■ Work item:
Return the records below from the line containing "wood in the photo above." onward, exactly, through and including the last line.

[Opening Records provided section]

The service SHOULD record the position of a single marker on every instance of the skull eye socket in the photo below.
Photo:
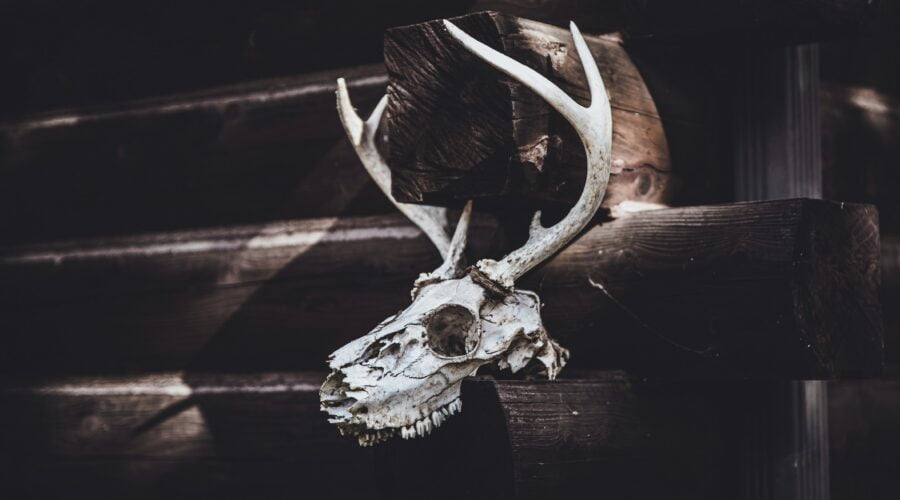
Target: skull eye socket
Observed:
(450, 331)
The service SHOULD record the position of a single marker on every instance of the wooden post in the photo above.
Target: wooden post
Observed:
(783, 426)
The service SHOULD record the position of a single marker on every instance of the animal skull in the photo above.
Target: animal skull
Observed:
(404, 377)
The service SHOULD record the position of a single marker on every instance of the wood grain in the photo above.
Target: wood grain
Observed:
(248, 153)
(569, 439)
(175, 435)
(728, 290)
(726, 21)
(459, 129)
(864, 438)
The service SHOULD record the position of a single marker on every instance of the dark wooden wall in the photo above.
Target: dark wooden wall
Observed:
(127, 160)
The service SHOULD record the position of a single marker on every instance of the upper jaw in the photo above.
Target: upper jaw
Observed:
(343, 411)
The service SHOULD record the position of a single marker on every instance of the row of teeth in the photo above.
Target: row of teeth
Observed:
(374, 437)
(420, 428)
(427, 424)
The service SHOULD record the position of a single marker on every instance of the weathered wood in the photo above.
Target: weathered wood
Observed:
(243, 154)
(59, 54)
(864, 438)
(722, 20)
(698, 286)
(776, 142)
(459, 129)
(770, 290)
(777, 137)
(245, 298)
(861, 145)
(176, 436)
(565, 439)
(890, 298)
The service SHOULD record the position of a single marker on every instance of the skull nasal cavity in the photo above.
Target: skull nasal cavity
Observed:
(450, 331)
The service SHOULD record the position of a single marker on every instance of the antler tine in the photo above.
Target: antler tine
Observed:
(594, 127)
(431, 220)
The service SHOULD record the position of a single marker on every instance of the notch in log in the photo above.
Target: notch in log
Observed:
(459, 129)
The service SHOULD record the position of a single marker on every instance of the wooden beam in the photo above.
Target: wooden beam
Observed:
(864, 439)
(564, 439)
(890, 297)
(789, 21)
(63, 56)
(256, 152)
(175, 435)
(459, 129)
(861, 144)
(758, 290)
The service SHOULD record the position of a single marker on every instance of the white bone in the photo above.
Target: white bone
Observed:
(594, 127)
(431, 220)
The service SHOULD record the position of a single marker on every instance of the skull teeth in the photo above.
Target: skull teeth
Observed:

[Closing Records provided section]

■ Written solution:
The service SHOULD record the position of a single marker on every instance of the weathered wood in the photo above.
Target: weathered wood
Observed:
(243, 154)
(59, 54)
(864, 438)
(722, 20)
(698, 286)
(776, 142)
(459, 129)
(770, 290)
(777, 137)
(245, 298)
(861, 145)
(176, 436)
(565, 439)
(890, 298)
The service SHOULD record the position of a single marker on every instance of the skull nasal cavity in the photo above.
Target: skull nasal cavity
Observed:
(450, 331)
The service SHOULD record the position of a single marker on every instance of the antler tine in the photo above.
Target: antler tine
Observed:
(594, 127)
(431, 220)
The service SHOULD record the position of a single marker on every instance of the notch in log in the photo above.
Target: notch in log
Observed:
(459, 129)
The service SHOULD record the position of a single marker on every instance of the wooden beam in the photo above.
Target: wooden beam
Observed:
(864, 439)
(564, 439)
(890, 297)
(789, 21)
(63, 56)
(256, 152)
(175, 435)
(459, 129)
(861, 144)
(758, 290)
The service SHOULD record the position of a single marker on every instance of the white bone in the photo above.
Target: white bone
Observed:
(594, 127)
(431, 220)
The service SHOULD record the position of a single marker on every instance of the skull teeth in the photo above.
Target: skull teeth
Observed:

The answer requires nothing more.